DATA FOR ANALYSIS>
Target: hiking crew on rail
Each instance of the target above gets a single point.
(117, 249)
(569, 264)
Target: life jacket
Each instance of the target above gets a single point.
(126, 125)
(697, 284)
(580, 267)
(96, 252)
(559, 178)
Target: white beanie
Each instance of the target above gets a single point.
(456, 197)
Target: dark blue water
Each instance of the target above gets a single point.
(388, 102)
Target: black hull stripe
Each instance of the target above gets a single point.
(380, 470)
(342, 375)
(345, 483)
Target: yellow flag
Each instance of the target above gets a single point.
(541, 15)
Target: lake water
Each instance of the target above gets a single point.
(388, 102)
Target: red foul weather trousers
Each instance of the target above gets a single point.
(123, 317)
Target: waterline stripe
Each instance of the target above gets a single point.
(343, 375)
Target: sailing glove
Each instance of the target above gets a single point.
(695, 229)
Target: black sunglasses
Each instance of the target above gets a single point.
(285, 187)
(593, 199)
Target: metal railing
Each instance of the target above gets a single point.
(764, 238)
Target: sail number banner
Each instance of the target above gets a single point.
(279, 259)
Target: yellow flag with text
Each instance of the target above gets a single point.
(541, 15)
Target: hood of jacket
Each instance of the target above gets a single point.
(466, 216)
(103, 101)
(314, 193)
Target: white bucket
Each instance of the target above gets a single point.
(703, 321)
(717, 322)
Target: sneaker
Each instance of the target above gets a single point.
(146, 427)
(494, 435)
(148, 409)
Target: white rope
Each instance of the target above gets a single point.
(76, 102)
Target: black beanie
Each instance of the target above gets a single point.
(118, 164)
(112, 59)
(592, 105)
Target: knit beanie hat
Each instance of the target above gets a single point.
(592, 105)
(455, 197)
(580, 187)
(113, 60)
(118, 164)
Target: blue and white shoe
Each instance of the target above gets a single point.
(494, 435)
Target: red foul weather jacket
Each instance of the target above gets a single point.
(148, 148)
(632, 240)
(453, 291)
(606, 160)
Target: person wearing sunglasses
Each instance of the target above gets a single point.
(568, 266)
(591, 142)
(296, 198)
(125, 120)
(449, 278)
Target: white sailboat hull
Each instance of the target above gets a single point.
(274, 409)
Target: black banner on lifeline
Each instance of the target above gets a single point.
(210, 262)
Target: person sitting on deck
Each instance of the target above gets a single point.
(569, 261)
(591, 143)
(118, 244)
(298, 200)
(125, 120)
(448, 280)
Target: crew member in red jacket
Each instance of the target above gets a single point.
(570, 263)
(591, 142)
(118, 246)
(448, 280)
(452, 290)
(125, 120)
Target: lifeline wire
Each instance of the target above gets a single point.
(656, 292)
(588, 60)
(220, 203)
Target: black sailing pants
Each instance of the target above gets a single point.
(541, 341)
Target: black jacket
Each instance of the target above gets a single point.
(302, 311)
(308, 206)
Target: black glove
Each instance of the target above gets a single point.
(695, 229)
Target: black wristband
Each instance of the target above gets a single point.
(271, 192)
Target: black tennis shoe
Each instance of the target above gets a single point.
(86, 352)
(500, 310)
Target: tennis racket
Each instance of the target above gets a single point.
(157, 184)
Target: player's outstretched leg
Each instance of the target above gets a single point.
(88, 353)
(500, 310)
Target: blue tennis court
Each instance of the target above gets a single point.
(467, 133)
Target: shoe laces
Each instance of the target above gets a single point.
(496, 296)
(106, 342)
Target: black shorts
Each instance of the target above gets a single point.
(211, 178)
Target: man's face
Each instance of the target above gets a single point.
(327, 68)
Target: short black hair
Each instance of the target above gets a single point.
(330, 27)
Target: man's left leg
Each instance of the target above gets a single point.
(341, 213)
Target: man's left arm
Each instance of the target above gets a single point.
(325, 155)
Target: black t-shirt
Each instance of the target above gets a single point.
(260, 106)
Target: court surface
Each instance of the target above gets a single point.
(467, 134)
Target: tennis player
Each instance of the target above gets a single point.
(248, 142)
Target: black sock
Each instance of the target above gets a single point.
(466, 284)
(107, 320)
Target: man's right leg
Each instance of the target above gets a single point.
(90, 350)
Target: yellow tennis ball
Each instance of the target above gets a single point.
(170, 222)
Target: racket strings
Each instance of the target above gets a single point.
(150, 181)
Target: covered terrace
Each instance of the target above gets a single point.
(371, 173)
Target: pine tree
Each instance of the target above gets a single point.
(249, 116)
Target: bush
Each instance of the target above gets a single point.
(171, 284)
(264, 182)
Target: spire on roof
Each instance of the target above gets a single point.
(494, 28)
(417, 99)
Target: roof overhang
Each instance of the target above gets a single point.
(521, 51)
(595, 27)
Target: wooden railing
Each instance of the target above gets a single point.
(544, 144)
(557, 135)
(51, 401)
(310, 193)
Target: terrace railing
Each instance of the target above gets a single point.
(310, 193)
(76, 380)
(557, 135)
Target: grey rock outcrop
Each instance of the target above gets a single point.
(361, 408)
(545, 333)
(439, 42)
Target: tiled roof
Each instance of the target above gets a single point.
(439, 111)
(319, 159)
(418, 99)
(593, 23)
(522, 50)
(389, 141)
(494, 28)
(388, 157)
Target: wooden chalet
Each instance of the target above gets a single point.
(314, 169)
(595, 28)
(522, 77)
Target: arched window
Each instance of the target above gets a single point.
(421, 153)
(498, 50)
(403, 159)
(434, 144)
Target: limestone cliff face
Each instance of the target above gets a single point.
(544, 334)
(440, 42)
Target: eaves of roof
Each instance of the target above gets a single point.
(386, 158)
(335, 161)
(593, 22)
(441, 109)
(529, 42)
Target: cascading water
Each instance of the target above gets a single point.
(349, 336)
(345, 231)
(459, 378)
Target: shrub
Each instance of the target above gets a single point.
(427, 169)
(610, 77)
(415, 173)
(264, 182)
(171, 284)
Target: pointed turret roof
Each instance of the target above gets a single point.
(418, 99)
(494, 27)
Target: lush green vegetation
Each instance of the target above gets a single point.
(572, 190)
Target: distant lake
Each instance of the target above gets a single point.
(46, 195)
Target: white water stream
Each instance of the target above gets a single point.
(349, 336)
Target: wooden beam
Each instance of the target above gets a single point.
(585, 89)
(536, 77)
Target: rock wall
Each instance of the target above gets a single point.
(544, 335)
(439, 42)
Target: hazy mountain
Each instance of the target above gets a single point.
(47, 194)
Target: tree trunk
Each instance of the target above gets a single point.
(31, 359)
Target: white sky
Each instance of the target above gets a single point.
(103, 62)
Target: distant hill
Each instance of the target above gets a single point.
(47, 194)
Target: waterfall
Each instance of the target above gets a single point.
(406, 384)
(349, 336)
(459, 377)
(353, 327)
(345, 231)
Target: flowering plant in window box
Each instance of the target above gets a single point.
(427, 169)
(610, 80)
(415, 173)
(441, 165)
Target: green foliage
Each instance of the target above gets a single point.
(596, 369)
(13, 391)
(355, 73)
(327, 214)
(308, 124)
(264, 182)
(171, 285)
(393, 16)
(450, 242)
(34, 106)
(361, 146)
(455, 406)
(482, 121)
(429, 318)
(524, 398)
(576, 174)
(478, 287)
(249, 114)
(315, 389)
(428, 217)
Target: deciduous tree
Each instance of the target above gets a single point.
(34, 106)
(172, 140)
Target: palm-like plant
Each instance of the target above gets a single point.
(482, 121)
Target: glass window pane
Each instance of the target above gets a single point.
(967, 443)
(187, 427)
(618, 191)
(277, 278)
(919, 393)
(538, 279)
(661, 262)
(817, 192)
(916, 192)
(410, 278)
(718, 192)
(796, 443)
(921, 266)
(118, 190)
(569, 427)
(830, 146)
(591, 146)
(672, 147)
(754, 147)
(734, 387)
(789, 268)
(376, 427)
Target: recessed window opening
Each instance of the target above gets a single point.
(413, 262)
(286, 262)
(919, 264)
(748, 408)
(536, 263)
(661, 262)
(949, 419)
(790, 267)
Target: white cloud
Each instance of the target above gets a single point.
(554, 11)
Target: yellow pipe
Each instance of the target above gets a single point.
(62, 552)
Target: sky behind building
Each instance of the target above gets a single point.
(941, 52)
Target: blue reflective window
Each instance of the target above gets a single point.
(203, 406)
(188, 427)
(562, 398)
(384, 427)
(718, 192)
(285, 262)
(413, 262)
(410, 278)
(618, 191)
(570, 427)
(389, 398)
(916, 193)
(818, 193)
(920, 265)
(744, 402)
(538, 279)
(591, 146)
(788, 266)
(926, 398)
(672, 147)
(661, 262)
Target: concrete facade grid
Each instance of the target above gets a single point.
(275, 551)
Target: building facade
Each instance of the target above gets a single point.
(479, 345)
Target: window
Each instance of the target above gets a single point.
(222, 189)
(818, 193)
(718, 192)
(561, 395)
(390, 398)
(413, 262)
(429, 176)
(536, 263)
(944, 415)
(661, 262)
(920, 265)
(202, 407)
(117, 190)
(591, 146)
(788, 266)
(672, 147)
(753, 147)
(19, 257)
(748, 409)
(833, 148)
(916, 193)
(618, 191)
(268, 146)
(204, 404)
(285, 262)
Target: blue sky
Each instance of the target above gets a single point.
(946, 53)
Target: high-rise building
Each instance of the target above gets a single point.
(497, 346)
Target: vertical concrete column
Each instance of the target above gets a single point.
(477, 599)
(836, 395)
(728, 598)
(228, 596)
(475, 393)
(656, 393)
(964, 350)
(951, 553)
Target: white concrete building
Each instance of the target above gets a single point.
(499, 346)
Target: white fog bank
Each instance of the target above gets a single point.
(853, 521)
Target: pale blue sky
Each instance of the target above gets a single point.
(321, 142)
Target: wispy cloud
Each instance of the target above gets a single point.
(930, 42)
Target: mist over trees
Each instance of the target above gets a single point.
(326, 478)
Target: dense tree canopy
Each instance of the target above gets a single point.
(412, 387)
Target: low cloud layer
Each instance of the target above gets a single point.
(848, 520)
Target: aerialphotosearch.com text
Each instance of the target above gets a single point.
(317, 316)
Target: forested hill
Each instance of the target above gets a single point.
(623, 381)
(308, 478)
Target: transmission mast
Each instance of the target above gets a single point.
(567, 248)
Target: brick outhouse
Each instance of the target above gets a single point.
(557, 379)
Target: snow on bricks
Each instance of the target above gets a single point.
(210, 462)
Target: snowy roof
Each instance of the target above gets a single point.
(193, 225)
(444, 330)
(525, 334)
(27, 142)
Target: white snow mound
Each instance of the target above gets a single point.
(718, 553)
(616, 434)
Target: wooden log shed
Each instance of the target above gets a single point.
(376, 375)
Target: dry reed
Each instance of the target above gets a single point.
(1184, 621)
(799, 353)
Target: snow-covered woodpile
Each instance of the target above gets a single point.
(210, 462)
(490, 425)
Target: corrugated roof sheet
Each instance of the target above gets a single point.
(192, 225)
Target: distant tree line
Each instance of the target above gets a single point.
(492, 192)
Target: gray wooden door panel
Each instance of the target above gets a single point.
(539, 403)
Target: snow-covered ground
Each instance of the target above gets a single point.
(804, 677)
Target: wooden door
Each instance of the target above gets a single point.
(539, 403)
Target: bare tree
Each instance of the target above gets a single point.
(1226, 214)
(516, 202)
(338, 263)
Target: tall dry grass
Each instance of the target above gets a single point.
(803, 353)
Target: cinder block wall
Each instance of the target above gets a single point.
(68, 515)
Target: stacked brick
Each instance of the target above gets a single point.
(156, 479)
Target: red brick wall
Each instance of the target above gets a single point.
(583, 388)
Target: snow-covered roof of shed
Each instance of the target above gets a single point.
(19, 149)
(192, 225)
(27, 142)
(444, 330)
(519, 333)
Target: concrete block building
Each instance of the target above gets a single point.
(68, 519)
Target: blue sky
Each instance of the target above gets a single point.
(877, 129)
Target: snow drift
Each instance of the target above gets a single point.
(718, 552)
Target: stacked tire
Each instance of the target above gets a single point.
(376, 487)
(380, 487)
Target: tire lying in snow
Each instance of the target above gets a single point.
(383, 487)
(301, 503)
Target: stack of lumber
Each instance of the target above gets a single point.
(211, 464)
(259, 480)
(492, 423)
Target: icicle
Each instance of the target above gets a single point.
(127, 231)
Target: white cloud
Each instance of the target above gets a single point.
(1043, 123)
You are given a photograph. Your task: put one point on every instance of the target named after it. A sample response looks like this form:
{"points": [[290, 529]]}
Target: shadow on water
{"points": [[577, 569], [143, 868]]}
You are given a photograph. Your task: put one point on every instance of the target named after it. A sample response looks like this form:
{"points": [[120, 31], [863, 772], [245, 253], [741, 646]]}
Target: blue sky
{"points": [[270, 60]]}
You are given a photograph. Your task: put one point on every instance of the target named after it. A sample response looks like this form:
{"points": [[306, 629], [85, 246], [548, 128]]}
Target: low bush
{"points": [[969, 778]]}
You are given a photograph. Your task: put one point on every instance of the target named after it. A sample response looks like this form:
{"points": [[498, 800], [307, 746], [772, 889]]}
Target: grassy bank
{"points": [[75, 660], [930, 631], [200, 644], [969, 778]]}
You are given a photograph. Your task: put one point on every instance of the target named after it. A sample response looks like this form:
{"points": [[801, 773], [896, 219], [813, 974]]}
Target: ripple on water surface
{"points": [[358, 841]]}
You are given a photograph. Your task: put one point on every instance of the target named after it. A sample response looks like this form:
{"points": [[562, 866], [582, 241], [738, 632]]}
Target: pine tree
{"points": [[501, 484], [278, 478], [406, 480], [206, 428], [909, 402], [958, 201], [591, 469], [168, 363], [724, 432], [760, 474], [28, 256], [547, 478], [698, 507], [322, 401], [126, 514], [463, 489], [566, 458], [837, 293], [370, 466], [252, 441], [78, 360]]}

EXERCISE DESCRIPTION> The lines above from the one containing "Target: player's outstretched leg" through the one containing "Target: bush" are to be set down exactly, and no others.

SOLUTION BELOW>
Target: player's outstretched leg
Each instance of the target above gets a single point.
(88, 353)
(500, 310)
Target: blue tennis court
Each instance of the target above gets a single point.
(467, 133)
Target: shoe laces
Each instance of the target above gets a single point.
(496, 296)
(106, 342)
Target: black shorts
Each instance of the target above gets a single point.
(211, 178)
Target: man's face
Each instance of the target above gets a single point.
(327, 68)
Target: short black hair
Each instance of the target above gets a single point.
(330, 27)
Target: man's left leg
Each instance of the target above gets a single point.
(341, 213)
Target: man's left arm
Each instance of the target above gets a single point.
(325, 155)
Target: black t-shirt
Each instance of the target above gets a single point.
(260, 106)
Target: court surface
Each instance of the target above gets a single point.
(467, 134)
Target: tennis player
Each instance of the target above gets a single point.
(248, 142)
Target: black sock
Each instance of the target above gets a single point.
(466, 284)
(107, 320)
Target: man's right leg
Each instance of the target above gets a single point.
(90, 350)
Target: yellow tennis ball
Each instance of the target above gets a single point.
(170, 222)
Target: racket strings
Each instance of the target above gets a single point.
(150, 181)
Target: covered terrace
Each instance of the target above gets a single point.
(371, 173)
Target: pine tree
Each instance of the target above gets a single point.
(249, 116)
Target: bush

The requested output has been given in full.